• **PROBLEM TO SOLVE**: Each record should be copied exactly, and none of them omitted.
-- DATA RECORDS follows --
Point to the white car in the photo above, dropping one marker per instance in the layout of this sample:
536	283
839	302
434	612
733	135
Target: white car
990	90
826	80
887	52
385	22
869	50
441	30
-- DATA RECORDS concluded --
• **TASK OUTPUT**:
Point to the white car in the photo above, dropping one marker per instance in the layout of this sample:
536	283
839	302
434	612
733	135
Target: white car
990	90
826	80
887	52
385	22
869	50
441	30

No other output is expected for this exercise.